* _What is required_
Extract each line in the items below that contains the word "plate".

* _Extracted entries_
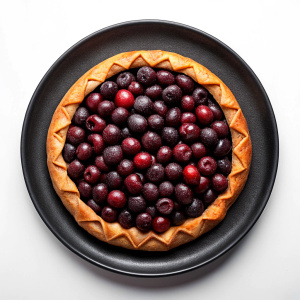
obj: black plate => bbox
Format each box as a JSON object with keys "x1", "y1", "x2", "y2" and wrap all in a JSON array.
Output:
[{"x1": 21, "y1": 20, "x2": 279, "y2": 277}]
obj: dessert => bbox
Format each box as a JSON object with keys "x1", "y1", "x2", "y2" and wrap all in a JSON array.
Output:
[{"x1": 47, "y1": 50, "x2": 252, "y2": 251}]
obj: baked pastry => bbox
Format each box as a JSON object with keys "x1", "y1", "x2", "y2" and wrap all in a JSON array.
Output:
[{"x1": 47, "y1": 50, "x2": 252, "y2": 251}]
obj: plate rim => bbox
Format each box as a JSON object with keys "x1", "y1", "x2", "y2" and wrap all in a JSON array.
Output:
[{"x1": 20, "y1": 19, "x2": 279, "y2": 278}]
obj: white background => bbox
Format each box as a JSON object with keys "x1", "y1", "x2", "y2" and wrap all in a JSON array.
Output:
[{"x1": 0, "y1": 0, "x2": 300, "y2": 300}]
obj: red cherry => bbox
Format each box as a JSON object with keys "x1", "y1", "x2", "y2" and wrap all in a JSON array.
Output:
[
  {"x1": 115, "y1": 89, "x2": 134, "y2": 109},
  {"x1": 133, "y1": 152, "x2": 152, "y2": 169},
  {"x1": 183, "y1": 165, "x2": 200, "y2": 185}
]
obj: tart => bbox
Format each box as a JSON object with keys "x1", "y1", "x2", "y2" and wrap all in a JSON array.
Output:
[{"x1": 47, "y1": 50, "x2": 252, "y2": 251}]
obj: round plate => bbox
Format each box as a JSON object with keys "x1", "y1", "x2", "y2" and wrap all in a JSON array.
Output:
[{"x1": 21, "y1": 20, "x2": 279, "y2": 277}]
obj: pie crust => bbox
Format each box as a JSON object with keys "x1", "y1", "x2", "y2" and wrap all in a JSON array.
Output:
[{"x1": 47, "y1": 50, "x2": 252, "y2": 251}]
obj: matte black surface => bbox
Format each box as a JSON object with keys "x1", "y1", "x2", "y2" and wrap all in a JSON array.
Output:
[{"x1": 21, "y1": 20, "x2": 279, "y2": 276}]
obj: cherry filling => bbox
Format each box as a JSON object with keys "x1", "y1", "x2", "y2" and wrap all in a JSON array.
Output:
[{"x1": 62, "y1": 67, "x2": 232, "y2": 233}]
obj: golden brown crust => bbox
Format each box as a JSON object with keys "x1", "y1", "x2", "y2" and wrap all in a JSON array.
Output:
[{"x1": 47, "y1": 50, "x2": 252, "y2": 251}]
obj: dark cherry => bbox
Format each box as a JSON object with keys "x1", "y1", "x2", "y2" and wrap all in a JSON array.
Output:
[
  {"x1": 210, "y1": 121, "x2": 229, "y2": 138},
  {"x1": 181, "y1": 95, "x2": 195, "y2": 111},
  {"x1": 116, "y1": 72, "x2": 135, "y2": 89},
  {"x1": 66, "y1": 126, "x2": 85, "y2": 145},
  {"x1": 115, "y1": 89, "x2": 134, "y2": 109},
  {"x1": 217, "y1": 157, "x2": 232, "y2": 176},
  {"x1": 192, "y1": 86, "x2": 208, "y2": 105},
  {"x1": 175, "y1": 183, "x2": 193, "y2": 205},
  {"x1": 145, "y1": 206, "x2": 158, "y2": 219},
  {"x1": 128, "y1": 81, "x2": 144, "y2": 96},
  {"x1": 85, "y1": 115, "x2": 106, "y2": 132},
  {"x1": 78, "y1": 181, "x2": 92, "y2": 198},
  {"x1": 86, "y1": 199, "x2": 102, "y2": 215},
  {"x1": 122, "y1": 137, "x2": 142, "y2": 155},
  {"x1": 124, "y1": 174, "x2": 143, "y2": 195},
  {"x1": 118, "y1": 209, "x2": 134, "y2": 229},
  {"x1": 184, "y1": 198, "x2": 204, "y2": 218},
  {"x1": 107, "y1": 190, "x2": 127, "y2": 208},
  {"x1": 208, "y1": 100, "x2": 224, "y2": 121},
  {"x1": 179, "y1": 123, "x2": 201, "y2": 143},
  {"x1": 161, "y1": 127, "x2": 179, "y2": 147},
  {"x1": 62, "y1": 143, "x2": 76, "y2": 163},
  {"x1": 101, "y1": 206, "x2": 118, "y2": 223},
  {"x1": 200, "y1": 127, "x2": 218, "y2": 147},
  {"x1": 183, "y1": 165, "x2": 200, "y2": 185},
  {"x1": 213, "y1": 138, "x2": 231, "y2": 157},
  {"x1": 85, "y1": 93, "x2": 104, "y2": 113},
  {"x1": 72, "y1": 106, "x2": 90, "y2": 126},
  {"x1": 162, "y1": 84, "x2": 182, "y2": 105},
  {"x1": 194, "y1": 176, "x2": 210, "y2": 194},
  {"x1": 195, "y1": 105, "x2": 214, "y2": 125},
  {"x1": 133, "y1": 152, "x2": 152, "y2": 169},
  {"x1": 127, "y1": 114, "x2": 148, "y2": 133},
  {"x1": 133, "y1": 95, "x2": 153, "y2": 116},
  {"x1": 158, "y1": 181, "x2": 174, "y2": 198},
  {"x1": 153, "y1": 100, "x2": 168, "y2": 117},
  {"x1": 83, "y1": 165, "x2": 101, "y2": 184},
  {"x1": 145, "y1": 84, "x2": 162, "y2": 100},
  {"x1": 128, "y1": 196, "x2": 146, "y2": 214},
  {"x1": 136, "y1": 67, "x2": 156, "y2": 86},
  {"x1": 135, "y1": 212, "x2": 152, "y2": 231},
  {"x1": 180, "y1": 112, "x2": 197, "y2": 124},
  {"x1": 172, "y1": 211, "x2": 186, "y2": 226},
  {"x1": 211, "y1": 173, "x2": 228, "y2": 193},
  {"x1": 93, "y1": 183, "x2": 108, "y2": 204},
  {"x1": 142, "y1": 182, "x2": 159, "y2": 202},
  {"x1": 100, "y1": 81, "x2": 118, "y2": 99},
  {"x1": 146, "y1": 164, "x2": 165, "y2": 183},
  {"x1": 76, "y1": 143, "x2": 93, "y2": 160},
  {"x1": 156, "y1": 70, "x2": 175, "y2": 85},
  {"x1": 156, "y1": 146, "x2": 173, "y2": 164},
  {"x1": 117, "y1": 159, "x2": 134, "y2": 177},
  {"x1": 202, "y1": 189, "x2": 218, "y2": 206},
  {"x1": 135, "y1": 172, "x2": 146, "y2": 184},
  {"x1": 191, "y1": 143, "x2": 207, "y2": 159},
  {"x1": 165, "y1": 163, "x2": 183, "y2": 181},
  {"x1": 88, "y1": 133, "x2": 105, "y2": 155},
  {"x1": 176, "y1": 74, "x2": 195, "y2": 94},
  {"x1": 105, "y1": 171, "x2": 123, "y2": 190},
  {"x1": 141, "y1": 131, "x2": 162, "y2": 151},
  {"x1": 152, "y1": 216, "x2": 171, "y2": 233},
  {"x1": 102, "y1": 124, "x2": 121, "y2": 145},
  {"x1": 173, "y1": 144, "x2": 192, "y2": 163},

* _Task output_
obj: black plate => bbox
obj: plate rim => bbox
obj: round plate => bbox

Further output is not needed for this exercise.